> [WHAT YOU WILL DO] In the news report on the NHS end-of-life scheme, quote the passage between "However, in a" and "and four others.", inclusive, word for word.
TEXT FOR ANALYSIS Block Start
Thursday, 3 September 2009

Patients with terminal illnesses are being made to die prematurely under an NHS scheme to help end their lives, The Daily Telegraph has reported.

Under a scheme designed to reduce patient suffering in their final hours and recommended by NICE in 2004, the decision to diagnose that a patient is close to death is made by the entire treating medical team, including a senior doctor. Patients can then have fluid and drugs withdrawn and many are put on continuous sedation until they pass away.

However, in a letter to The Daily Telegraph, a group of expert doctors in the care of the terminally ill claim that some patients are being wrongly judged as close to death.

This approach can mask the signs that their condition is improving, warn the experts who include Professor Peter Millard, Emeritus Professor of Geriatrics, University of London, Dr Peter Hargreaves, a consultant in Palliative Medicine at St Luke’s cancer centre in Guildford, and four others.

“Forecasting death is an inexact science,” they wrote. Patients are being diagnosed as being close to death “without regard to the fact that the diagnosis could be wrong.

“As a result a national wave of discontent is building up, as family and friends witness the denial of fluids and food to patients.”
TEXT FOR ANALYSIS Block End
GIVEN RECORDS Block Start
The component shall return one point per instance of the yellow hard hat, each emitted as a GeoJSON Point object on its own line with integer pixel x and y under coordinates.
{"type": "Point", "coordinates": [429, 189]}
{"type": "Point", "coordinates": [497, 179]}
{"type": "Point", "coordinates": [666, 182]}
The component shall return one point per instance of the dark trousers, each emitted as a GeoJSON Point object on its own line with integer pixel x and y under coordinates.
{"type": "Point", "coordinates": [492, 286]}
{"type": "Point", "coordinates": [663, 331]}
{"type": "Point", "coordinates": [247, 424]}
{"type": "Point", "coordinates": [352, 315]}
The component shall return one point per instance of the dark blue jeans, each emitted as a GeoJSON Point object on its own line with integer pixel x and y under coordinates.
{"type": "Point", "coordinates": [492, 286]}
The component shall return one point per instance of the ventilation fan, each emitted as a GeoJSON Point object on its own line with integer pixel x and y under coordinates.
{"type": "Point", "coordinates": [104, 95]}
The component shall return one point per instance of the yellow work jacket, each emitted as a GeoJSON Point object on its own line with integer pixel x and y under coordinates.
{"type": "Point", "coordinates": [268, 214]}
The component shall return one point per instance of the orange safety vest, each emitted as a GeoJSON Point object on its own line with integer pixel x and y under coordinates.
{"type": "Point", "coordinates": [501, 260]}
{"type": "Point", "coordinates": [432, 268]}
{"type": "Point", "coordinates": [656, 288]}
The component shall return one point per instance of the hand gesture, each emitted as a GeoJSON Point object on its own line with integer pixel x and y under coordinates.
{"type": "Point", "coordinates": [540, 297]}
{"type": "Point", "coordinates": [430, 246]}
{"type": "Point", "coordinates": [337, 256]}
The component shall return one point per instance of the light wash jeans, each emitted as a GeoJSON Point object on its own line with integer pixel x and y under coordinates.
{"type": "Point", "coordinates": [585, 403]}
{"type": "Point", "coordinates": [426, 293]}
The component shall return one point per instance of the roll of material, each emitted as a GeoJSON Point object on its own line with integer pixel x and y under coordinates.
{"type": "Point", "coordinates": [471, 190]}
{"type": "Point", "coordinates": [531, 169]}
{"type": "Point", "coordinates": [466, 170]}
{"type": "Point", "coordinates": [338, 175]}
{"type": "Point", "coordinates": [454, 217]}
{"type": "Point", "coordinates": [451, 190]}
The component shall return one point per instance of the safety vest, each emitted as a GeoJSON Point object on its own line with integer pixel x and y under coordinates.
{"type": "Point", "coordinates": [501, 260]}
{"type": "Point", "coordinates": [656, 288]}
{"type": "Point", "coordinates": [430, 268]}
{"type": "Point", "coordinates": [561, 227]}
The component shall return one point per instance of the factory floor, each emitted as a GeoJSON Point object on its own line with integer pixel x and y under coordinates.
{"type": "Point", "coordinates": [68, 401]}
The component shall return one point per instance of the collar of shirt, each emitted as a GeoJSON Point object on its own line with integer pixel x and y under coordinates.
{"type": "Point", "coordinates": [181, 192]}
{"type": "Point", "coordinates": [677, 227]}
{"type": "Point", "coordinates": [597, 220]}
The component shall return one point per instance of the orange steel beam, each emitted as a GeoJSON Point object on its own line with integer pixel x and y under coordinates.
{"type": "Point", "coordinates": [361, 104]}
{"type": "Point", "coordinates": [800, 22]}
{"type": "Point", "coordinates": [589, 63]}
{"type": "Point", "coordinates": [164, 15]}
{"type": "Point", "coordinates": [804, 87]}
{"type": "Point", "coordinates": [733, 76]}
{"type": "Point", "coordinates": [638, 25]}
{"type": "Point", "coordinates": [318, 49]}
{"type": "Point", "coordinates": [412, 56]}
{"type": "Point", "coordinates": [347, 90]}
GIVEN RECORDS Block End
> [EXERCISE ANSWER]
However, in a letter to The Daily Telegraph, a group of expert doctors in the care of the terminally ill claim that some patients are being wrongly judged as close to death.

This approach can mask the signs that their condition is improving, warn the experts who include Professor Peter Millard, Emeritus Professor of Geriatrics, University of London, Dr Peter Hargreaves, a consultant in Palliative Medicine at St Luke’s cancer centre in Guildford, and four others.